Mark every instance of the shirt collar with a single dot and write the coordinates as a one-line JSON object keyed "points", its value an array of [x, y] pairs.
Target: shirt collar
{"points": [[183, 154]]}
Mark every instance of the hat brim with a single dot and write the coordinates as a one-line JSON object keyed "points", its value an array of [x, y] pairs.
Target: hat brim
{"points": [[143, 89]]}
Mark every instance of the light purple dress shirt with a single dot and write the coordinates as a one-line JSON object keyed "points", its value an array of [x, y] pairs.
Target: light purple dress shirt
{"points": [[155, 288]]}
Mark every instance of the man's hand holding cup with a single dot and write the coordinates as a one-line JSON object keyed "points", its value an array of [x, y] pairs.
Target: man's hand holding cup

------------------------------------------------------------------------

**WHAT TO DO:** The records shown above are to be copied exactly, every one of them.

**ANSWER SECTION:**
Mark every instance of the shirt collar with a single dot and write the coordinates as a one-line JSON object keyed "points", its value an array of [x, y] pairs.
Target: shirt collar
{"points": [[183, 154]]}
Mark every instance of the hat brim with a single dot and write the coordinates as a one-line JSON object keyed "points", its value an array of [x, y] pairs.
Target: hat brim
{"points": [[143, 89]]}
Mark every instance of the light purple dress shirt with a single dot and write the coordinates as a one-line JSON object keyed "points", its value an array of [x, y] pairs.
Target: light purple dress shirt
{"points": [[155, 288]]}
Mark every instance of the man's hand holding cup with a single dot and write the coordinates as a one-line JSON object keyed "points", its value an array of [x, y] pairs.
Target: man's hand holding cup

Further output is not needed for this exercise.